▸ **Records excerpted from a collection**:

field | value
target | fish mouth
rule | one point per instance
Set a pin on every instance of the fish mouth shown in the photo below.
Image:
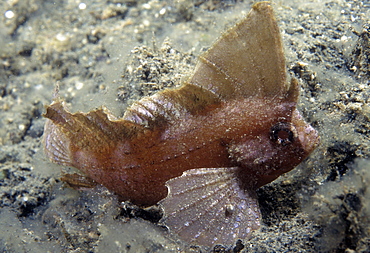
(307, 135)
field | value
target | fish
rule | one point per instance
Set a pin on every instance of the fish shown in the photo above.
(201, 150)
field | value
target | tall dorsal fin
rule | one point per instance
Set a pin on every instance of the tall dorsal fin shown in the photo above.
(247, 60)
(171, 104)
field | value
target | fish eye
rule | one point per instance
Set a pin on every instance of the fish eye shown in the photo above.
(283, 133)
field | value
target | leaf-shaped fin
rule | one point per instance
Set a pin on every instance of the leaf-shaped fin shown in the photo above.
(247, 60)
(207, 207)
(170, 105)
(66, 132)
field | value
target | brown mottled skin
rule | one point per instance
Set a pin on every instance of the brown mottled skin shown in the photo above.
(221, 117)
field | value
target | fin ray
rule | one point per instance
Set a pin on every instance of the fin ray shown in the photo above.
(203, 204)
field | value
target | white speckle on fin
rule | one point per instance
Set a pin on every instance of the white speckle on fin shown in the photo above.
(207, 207)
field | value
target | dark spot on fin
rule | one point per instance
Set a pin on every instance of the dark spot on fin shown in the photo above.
(78, 181)
(207, 207)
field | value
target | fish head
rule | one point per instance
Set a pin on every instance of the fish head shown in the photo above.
(276, 150)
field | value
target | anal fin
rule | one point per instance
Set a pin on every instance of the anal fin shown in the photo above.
(207, 207)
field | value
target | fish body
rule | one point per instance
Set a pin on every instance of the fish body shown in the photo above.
(202, 149)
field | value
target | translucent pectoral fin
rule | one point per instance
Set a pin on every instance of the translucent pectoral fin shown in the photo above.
(208, 206)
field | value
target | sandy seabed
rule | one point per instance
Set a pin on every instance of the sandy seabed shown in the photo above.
(112, 53)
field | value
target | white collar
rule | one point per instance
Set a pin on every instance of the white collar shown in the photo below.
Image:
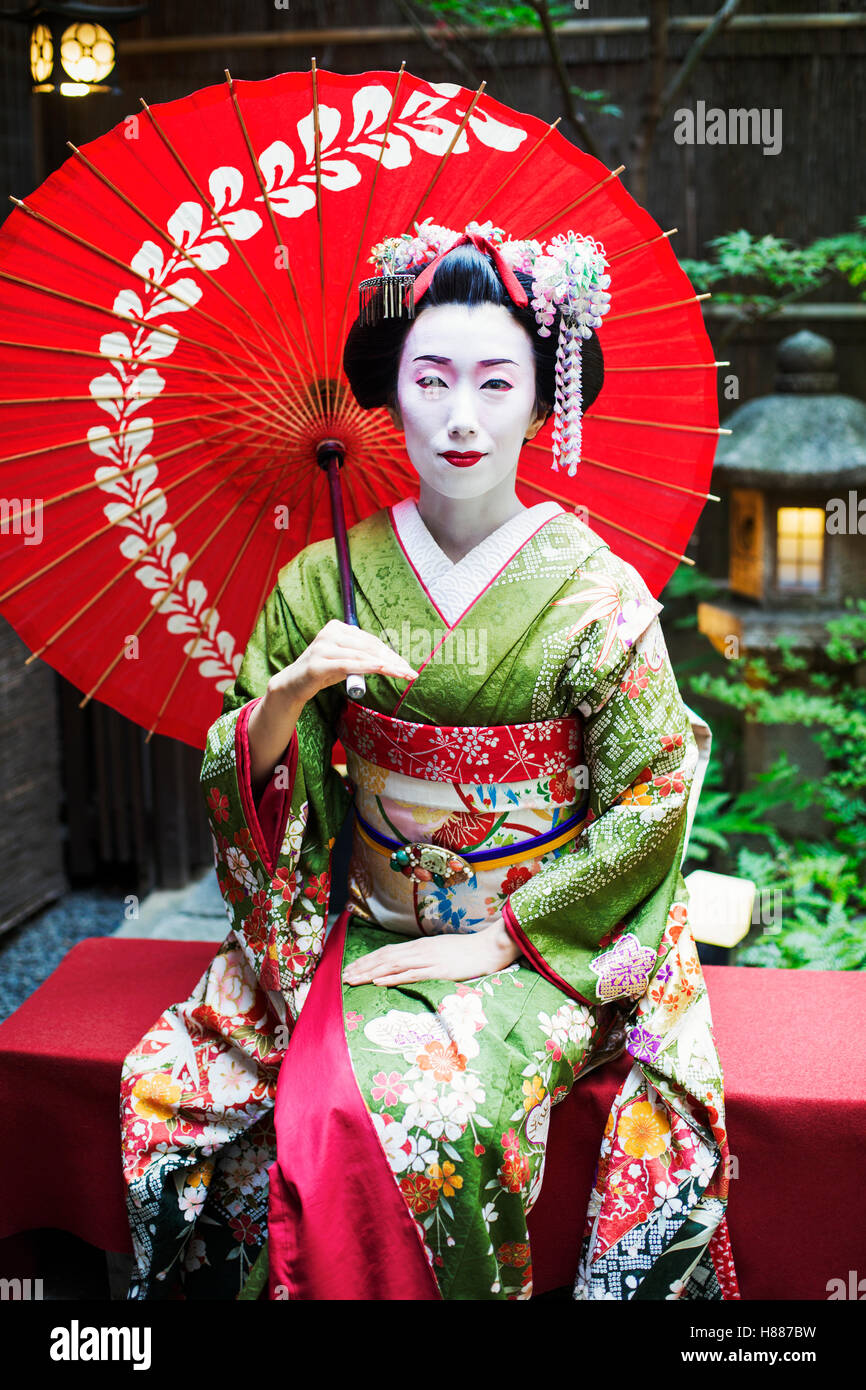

▸ **What the task asks**:
List every line of the entries above that contains the string "fish". Case counts.

▸ **Expected output**:
target | fish mouth
Set a pin on every instance of the fish mouth shown in the photo below.
target | fish
Set a pin on every instance of the fish shown in the photo above.
target | fish eye
Set a pin on every instance of the fish eye shown in the photo above.
target | fish head
Set a pin on every instance of the fish head shown in the photo above.
target | fish body
Set a pin on every instance of the fish body shown in the photo above.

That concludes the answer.